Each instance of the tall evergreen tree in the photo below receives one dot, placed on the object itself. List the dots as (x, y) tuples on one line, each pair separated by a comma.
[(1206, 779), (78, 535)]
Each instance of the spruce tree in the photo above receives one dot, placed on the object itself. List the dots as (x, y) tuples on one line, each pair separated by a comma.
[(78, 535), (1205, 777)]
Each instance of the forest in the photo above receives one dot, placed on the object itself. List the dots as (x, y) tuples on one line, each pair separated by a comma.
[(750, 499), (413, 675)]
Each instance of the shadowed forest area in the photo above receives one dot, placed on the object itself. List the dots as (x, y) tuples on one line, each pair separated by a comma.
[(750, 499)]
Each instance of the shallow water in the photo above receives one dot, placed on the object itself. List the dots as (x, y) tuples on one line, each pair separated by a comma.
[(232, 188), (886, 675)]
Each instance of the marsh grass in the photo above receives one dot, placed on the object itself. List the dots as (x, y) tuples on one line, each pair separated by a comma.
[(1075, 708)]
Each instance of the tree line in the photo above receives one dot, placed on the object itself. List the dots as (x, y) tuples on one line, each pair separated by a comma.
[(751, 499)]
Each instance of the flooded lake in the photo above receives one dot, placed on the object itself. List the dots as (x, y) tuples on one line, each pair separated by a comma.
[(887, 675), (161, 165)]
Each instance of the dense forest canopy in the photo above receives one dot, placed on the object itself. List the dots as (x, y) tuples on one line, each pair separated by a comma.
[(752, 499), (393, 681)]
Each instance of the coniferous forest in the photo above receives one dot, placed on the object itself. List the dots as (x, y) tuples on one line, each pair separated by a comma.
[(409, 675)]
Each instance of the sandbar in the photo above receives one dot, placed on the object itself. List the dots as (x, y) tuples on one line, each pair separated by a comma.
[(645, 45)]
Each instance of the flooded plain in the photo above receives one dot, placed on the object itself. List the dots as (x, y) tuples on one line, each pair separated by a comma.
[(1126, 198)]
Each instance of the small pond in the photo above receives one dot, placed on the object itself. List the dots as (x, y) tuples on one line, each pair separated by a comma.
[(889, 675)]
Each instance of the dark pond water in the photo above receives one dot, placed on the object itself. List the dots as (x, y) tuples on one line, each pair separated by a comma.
________________________________________
Exercise instructions ▸ Copy all of the data above line for line, changing nothing.

Result ▸
Each instance of the tall evergreen tree in the photo below receives one dot, placed on the object itself. List the dots as (x, y) tuples on one line, each pair separated by a comma.
[(1206, 779), (78, 535)]
Each instance of the spruce tree in the photo above receives one dot, placed on the object itself. List the dots as (x, y) tuples on one line, each pair separated by a comma.
[(78, 535), (1205, 777)]
Each instance of the forest in the photo above receives one dot, placed on the object itself. List the dots as (x, y) tuples on one line, each pair separated by a comma.
[(750, 499), (413, 675)]
Each instance of the shadowed forest area in the photo above receives one dot, placed on the object itself. List the dots as (x, y) tuples on one line, each pair separated by a comma.
[(750, 499)]
Each instance of the shallow water in the photo above receives one dot, placed on the object itself. List the dots as (x, y) tuples on one line, each pair separated by a comma.
[(232, 188), (886, 675)]
Each instance of the marsh grass in the photo above receives one dot, placed on the object itself. List the dots as (x, y) tuples on one line, each pair separated by a comma.
[(1075, 708)]
Each instance of the tree line in the photo above receives one dot, placed on the object itself. List the dots as (x, y) tuples on one line, each pair separated by a comma.
[(751, 499)]
Each instance of the flooded lake in the photo above receives one dot, placed on the object itself. List the dots as (x, y) tuples on one line, each pair separated by a comma.
[(887, 675), (161, 165)]
Each instance of the dense forest canopy in the photo above receives one dot, placed on the object itself. List the dots as (x, y) tuples on one line, each pair separated by a comma.
[(752, 499), (393, 681)]
Each instance of the coniferous forest in the photo above receives one dot, placed on the object itself. List the dots as (x, y) tuples on one line, each pair separated by a comma.
[(409, 675)]
Each instance of the sandbar in the photo above receives one dot, placed on the object itself. List the dots as (x, y) tuples on one line, each pair separated by a comma.
[(645, 45)]
Each instance of the flooded plain in the photo above receives one dot, placed on the object itself. List the dots as (x, y) tuples on one line, each pair separated by a comma.
[(1126, 198)]
Each instance of the small pond in the photo above receives one dot, placed on the object itself. List the dots as (x, y) tuples on one line, each pair separated by a comma.
[(889, 675)]
Each instance of the dark pond water in the photo above receives one dot, placed on the object itself. List the dots as (x, y) tuples on one line, each pair separated by a comma.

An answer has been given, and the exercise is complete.